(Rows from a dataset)

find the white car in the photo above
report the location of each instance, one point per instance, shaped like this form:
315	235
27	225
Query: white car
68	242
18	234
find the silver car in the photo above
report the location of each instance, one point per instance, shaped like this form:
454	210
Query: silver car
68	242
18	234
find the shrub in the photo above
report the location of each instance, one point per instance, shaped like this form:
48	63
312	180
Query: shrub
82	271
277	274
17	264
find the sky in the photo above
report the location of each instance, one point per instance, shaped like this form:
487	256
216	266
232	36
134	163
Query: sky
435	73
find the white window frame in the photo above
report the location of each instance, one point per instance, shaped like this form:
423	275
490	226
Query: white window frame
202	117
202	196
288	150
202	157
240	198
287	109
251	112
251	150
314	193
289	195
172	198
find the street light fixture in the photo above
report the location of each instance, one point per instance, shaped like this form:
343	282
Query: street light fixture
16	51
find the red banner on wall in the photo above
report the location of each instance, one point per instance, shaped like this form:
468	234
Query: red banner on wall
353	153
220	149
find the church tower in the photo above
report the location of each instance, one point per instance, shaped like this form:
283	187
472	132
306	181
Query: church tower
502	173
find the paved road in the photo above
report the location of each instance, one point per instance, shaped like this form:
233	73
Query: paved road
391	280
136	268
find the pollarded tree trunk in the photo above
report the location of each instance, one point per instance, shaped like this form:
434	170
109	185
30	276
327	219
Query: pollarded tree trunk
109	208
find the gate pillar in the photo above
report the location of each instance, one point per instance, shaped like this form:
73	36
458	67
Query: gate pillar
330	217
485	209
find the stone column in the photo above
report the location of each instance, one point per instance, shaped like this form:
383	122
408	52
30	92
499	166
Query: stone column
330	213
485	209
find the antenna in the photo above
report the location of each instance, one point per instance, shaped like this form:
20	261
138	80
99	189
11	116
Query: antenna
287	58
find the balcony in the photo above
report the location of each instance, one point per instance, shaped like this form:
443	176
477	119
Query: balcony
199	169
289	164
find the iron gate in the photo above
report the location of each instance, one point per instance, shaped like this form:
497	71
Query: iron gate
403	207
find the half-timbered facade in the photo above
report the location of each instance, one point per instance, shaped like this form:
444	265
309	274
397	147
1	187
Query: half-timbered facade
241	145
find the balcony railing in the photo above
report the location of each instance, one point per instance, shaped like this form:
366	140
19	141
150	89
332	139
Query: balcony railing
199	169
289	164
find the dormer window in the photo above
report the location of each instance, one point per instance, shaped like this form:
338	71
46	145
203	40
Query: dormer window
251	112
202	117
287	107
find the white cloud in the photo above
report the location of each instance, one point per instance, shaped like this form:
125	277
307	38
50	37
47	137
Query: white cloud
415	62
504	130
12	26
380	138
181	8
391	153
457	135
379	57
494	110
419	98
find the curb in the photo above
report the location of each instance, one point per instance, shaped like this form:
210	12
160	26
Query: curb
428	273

**REQUIRED WORK:** Repeat the whole listing exactly, keeping every line intact.

**ANSWER TO THIS EXERCISE:**
find the white car in the photo above
report the location of each instance, one point per instance, shaped like this form:
315	235
27	225
Query: white car
68	242
18	234
find the silver car in the photo above
report the location of each instance, one point per instance, shaped like this form:
454	210
Query: silver car
68	242
18	234
find the shrub in the photo above
report the location of each instance, one point per instance, shaped like this form:
48	63
312	180
Query: shrub
82	271
277	274
17	264
find the sky in the photo above
report the location of each instance, one point per instance, shaped like this form:
487	256
216	266
232	36
134	163
Query: sky
435	73
find the white window frame in the photo above
report the location of each instance, one point per instance, shaped like this form:
423	275
490	226
Query: white window frame
202	117
202	196
288	150
202	157
240	198
287	109
251	112
251	150
314	193
289	195
172	198
find the street light fixture in the photo above
report the location of each instance, one point per instance, shaped like this form:
343	282
Query: street light fixture
16	51
find the red banner on wall in the photo above
report the location of each instance, one point per instance, shaped like this form:
468	234
Query: red banner on wall
353	153
220	149
find the church tower in the photo above
report the location of each instance, one point per instance, shaped like this form:
283	187
472	132
306	181
Query: church tower
502	173
find the paved road in the photo above
report the location of each instance, one point per instance, shaped like this form:
233	73
Query: paved road
391	280
136	268
find the pollarded tree trunk in the photo above
report the location of each instance, one point per instance, shaped like this form:
434	170
109	185
30	276
327	219
Query: pollarded tree trunk
109	208
find the gate pillar in the photo above
report the location of each instance, one point per instance, shaped like this form:
73	36
458	67
Query: gate pillar
330	217
485	209
find the stone column in the photo above
report the location of each instance, one point per instance, shaped like this form:
383	122
408	52
30	92
499	166
Query: stone column
330	213
485	209
find the antenna in the photo above
report the location of each instance, one point per instance, shaped like this form:
20	261
138	80
99	189
11	116
Query: antenna
287	58
find the balcony in the photo above
report the location of each instance, one point per instance, shaped like this form:
443	176
477	119
Query: balcony
199	169
289	164
find the iron gate in the photo above
report the location of each instance, one point per instance, shaped like this form:
497	71
Query: iron gate
403	207
find the half-timbered facade in the photo above
report the location of each instance, one point per instance, shaped like this form:
444	265
309	274
397	147
1	187
Query: half-timbered facade
241	145
find the balcony railing in the photo above
report the location of each instance, one point per instance, shaped like this form:
366	140
19	141
150	89
332	139
Query: balcony railing
199	169
289	164
find the dormer window in the photo above
report the location of each instance, one point per instance, shaped like this form:
338	71
46	145
203	40
Query: dormer window
251	112
202	117
287	107
find the white cloud in the photo above
report the location of each instance, one point per instance, shaped like this form:
125	277
307	38
50	37
47	137
Query: white cloud
415	62
504	130
12	26
380	138
181	8
391	153
457	135
379	57
494	110
419	98
find the curb in the photo above
report the location of each instance, one point per instance, shaped like this form:
210	12
160	26
Query: curb
428	273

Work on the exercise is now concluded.